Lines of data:
= = =

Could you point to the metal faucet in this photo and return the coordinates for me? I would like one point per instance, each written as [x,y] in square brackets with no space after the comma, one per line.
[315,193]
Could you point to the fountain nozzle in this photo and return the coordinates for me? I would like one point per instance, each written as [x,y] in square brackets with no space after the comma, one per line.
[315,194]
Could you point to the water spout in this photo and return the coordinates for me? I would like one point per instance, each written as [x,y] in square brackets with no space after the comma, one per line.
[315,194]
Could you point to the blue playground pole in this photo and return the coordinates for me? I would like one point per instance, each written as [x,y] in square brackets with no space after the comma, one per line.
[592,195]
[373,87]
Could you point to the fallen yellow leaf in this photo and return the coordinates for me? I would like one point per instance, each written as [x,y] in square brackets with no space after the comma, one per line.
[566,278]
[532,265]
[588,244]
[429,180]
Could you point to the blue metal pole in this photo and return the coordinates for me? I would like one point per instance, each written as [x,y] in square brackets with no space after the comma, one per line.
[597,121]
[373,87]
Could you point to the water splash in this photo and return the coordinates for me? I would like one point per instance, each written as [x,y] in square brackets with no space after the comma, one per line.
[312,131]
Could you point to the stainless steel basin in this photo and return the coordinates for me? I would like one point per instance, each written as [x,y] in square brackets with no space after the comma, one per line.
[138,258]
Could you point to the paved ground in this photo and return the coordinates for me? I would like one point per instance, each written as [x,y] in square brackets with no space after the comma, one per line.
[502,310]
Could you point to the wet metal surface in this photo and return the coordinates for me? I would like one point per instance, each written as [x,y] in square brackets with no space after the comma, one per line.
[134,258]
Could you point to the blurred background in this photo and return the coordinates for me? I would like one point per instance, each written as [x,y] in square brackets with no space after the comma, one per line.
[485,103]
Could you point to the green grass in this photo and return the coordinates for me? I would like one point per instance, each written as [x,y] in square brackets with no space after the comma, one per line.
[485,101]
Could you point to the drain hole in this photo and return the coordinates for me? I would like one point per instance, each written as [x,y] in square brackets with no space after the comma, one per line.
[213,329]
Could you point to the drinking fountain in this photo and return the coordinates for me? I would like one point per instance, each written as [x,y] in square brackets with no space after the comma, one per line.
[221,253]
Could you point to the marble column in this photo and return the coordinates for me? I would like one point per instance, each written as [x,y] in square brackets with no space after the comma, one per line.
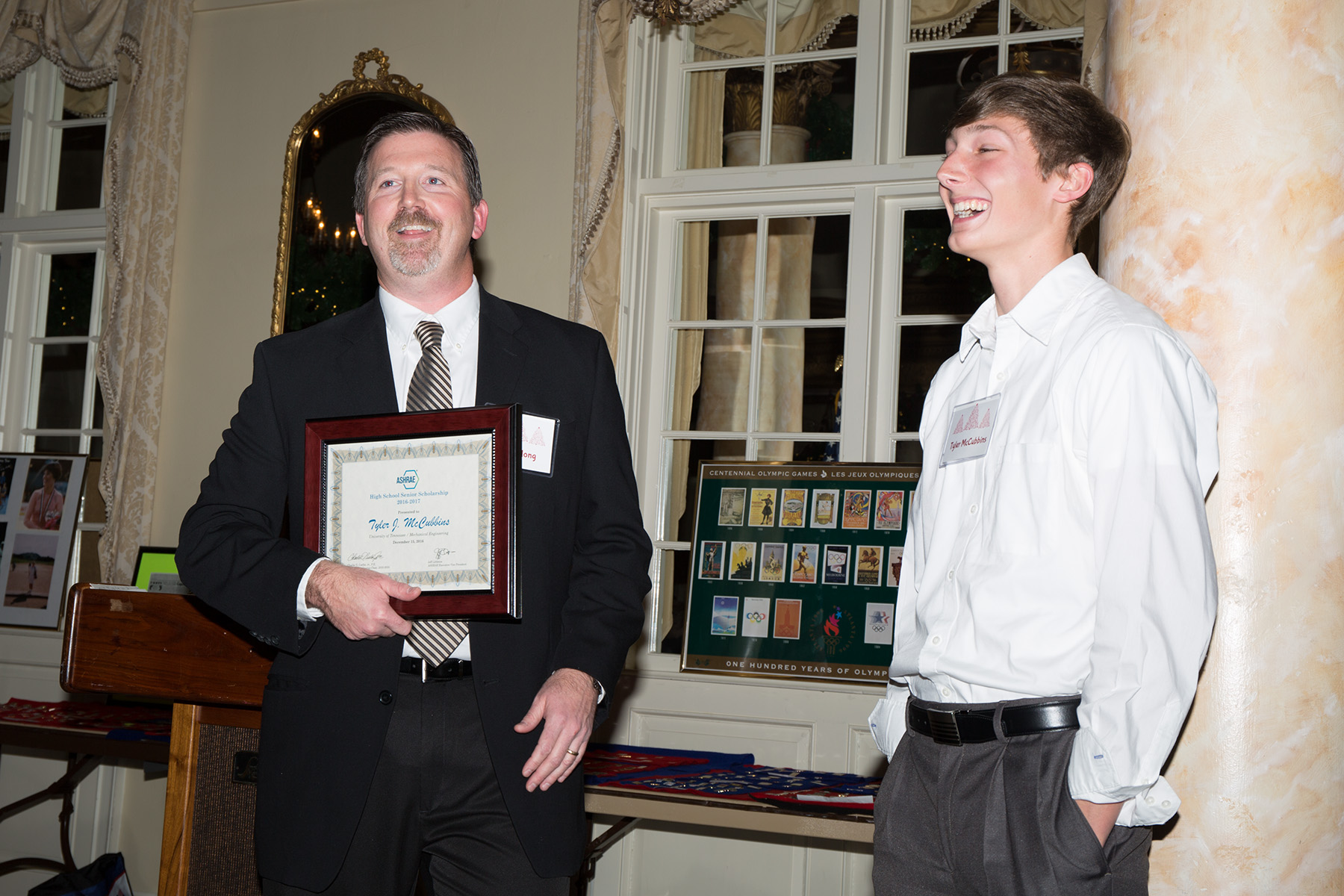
[1230,225]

= = =

▶ **JOB**
Write out again everything in the data from the line containing "Could you point to the paved" down to the end, shifting every coordinate number up by 3 and keeping all other lines as they are. Leave the pictures out of your answer.

▶ **CORRECT ANSWER**
Could you point to the paved ground in this photo and return the coordinates for me? I would like one point per instance, each written as [x,y] in square brackets with no space after the comma, one per line.
[505,313]
Could you point to the wet metal surface in this photo and return the coordinates for me? I would like one point per instance, each written as [x,y] in square brackets with no space after the comma, one per line.
[137,261]
Could you point to the blurred background in this photo and return the coordinates for me? I would like one point per instance, each written as [x,y] in square brackets with no space after the comma, one per line.
[488,106]
Could you point to the green grass in this photo and return the coordinates for me? I would like one point per instance, each written as [x,y] in square brackets with no space after the comma, one per line.
[488,104]
Could you point to the drain hole in this photo and return the coordinates for me? I would like one point per instance, each written as [x,y] in square brackets with no space after the comma, one per line.
[216,332]
Could you point to the drinking fountain in this photo and return the coordinates for me? I would like one point per instance, each written as [x,y] in square brackets with no space after the comma, one per line.
[224,256]
Could you point to the marble column in this photo and return the coordinates for me? I would like one point per instance, each written as [x,y] in square brackets with no space after the comma, one per line.
[1233,228]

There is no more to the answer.